>> BEGIN DATASET CONTENT

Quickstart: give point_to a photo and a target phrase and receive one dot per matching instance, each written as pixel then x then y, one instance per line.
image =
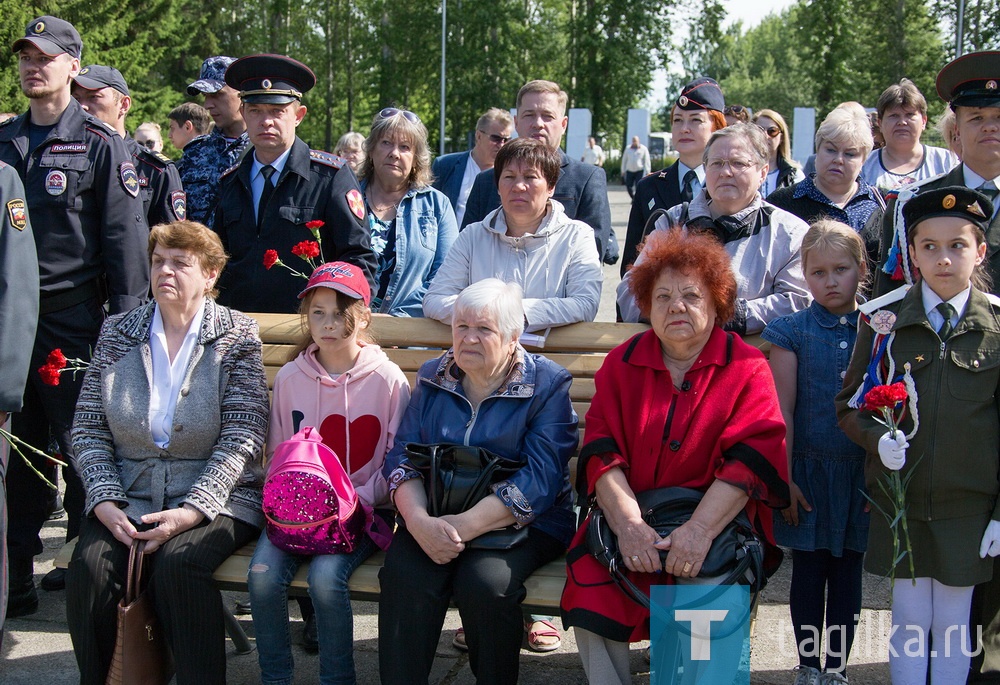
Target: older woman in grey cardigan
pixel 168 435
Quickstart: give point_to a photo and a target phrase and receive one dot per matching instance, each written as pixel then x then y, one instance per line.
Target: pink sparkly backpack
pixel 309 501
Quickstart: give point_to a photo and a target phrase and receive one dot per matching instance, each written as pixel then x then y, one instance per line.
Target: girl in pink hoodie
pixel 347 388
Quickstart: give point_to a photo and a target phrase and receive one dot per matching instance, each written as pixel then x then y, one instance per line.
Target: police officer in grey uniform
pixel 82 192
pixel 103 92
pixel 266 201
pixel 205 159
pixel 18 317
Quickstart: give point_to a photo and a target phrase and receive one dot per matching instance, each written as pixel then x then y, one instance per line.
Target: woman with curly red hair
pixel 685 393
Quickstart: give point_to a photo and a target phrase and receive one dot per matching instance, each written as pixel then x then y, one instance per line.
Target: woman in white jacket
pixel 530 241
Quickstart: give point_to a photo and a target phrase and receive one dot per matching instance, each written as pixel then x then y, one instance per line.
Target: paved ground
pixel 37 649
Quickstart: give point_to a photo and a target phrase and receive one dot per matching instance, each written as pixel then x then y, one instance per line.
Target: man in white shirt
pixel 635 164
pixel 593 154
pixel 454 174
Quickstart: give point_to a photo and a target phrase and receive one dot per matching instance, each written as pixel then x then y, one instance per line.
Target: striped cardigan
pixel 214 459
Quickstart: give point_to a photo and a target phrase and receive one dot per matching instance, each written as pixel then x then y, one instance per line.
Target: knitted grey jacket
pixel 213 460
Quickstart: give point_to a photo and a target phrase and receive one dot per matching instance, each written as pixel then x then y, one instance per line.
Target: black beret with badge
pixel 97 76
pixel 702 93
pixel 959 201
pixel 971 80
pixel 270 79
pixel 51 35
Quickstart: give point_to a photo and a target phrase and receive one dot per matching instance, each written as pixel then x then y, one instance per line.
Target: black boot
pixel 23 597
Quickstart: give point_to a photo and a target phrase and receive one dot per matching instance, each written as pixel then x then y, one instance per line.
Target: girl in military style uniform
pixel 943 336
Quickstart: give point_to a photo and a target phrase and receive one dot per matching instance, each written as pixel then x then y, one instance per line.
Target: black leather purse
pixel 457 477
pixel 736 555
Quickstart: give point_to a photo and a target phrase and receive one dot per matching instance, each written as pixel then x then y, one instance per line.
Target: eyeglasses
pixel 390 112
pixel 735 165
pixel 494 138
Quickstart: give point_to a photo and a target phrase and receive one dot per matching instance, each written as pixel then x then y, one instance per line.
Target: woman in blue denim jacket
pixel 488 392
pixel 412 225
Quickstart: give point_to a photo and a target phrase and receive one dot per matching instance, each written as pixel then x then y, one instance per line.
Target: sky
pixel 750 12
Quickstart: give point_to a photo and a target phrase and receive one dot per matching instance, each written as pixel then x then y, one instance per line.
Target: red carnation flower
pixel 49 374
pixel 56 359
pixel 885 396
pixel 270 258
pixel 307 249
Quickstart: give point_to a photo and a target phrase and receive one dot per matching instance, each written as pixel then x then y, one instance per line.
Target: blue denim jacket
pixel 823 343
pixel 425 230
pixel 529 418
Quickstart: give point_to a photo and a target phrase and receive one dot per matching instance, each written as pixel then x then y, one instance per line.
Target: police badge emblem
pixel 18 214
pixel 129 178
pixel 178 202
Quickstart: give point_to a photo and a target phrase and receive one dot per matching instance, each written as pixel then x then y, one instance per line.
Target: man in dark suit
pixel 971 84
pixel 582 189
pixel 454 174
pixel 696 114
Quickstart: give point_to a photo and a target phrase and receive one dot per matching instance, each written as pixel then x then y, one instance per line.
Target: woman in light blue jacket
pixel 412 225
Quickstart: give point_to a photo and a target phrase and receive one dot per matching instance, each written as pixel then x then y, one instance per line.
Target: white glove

>> END DATASET CONTENT
>> BEGIN DATASET CONTENT

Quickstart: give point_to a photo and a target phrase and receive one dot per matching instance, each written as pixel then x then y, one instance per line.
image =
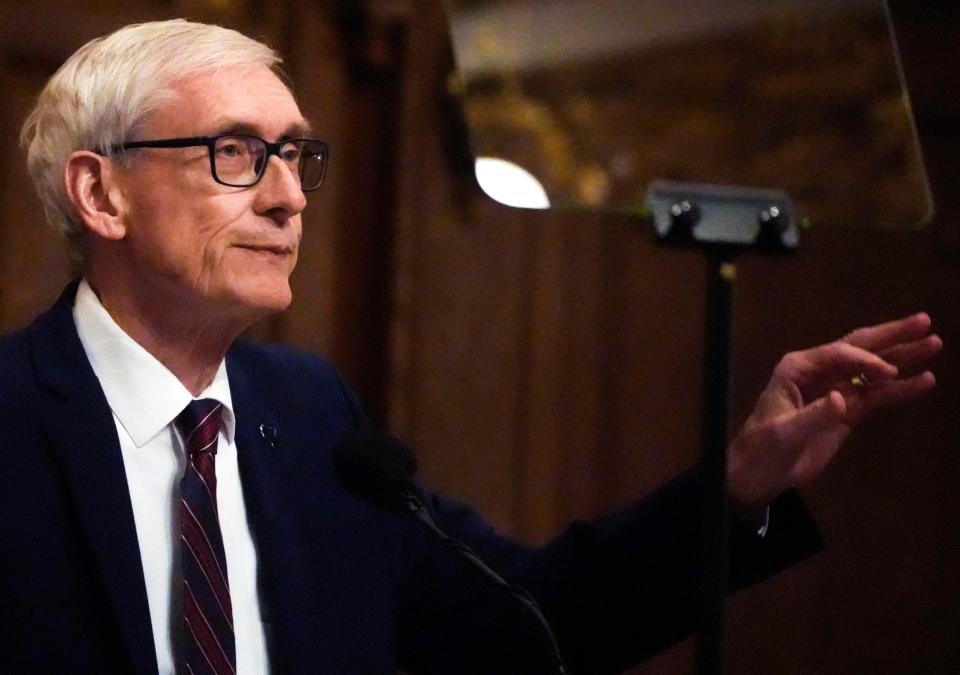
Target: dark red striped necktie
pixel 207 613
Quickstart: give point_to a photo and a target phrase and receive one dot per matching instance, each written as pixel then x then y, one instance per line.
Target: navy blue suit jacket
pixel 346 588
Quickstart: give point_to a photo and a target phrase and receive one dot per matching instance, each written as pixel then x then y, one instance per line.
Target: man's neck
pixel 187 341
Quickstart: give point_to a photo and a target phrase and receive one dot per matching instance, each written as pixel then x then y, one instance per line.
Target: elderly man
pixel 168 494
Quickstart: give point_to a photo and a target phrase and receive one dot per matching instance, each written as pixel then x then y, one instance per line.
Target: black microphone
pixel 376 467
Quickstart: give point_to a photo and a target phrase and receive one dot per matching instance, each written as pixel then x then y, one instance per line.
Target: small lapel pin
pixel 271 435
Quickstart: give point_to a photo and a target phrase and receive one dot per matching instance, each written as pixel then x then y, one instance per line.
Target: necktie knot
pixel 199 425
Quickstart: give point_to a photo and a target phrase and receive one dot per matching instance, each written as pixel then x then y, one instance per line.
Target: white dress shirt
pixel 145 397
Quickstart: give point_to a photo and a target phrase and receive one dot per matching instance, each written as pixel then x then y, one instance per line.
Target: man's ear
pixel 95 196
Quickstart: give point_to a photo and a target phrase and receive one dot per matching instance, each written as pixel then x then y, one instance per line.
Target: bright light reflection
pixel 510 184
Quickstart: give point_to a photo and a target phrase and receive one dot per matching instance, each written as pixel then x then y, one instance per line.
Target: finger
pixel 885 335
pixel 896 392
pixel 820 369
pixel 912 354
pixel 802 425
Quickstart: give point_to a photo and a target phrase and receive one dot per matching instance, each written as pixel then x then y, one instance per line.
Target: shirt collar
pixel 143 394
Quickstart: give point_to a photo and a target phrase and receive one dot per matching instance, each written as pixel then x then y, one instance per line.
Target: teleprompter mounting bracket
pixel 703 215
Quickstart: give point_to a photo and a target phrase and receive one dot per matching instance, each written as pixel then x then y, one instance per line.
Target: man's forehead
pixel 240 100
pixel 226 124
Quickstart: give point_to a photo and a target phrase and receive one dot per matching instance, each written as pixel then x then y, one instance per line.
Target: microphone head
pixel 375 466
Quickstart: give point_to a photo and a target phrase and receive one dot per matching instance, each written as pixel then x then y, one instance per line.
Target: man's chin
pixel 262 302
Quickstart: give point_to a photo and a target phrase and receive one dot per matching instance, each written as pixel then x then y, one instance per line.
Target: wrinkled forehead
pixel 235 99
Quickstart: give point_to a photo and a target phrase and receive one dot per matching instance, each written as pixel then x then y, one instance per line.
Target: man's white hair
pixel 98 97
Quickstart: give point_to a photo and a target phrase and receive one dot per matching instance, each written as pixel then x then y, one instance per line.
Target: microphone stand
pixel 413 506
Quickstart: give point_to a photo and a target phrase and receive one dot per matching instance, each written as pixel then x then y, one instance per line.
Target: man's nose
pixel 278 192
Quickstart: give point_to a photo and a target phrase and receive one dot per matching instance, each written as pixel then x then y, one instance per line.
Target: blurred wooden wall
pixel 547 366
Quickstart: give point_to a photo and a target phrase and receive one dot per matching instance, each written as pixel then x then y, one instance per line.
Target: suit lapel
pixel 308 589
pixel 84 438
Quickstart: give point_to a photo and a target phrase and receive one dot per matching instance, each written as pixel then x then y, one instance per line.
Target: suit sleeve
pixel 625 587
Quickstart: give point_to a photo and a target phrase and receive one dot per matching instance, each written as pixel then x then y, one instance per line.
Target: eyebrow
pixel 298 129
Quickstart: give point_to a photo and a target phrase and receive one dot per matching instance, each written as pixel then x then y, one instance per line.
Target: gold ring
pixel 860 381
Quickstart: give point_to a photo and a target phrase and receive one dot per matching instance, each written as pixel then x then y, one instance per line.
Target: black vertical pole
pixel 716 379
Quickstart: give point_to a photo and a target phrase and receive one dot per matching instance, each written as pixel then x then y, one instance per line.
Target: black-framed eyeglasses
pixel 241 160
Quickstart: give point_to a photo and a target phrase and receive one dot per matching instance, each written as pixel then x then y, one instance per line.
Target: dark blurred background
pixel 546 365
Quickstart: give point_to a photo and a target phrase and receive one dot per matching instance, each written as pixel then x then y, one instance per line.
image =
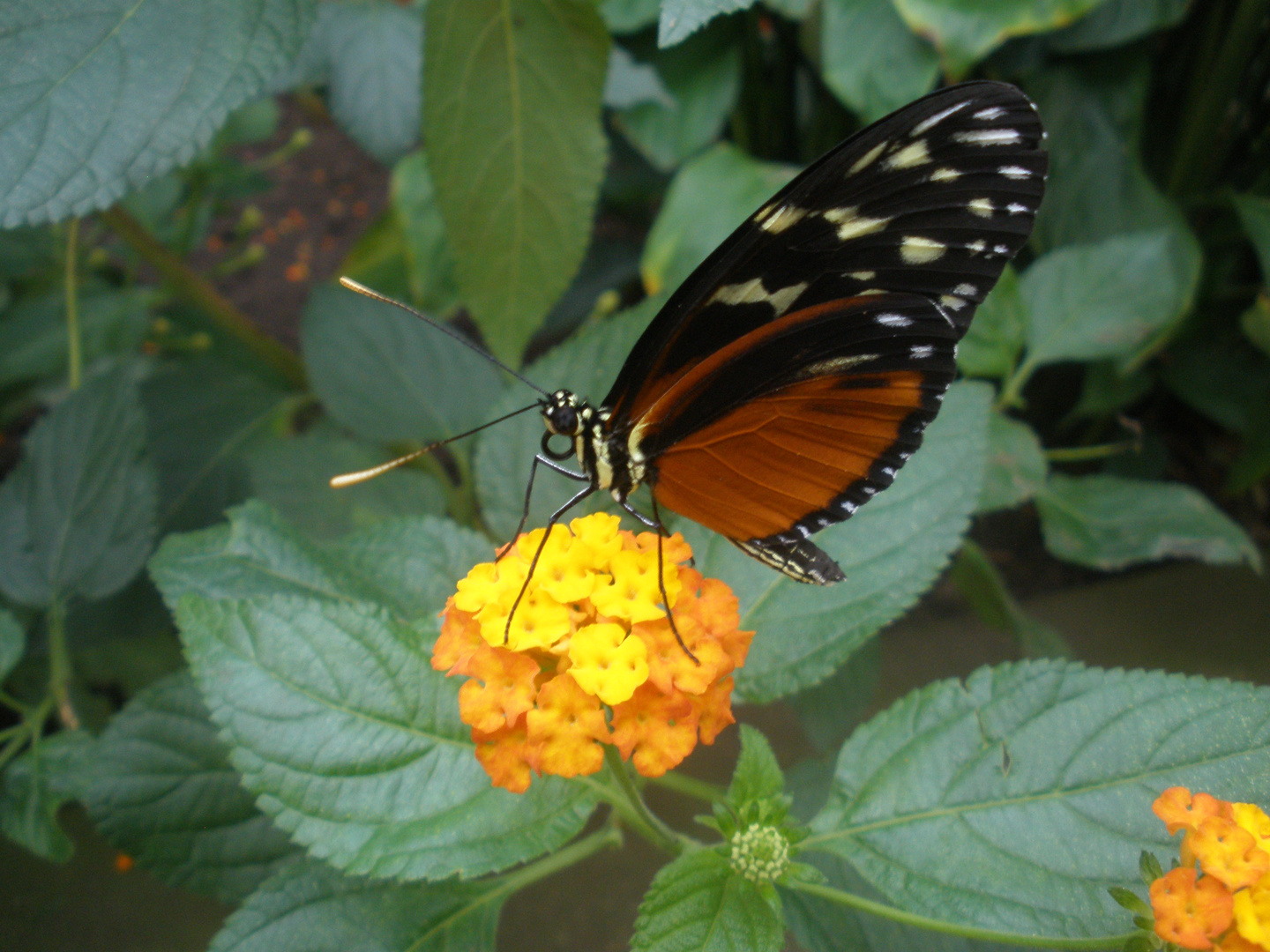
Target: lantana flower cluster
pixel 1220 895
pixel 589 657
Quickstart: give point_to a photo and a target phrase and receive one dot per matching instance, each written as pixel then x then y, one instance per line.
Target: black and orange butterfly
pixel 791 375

>> END DATASET CONTENT

__REQUIREMENT__
Gather every line in the data above that contains the word "dark", and list each such line in its original order.

__SOLVED PROBLEM__
Target: man in dark suit
Target: dark red striped necktie
Target: dark blurred background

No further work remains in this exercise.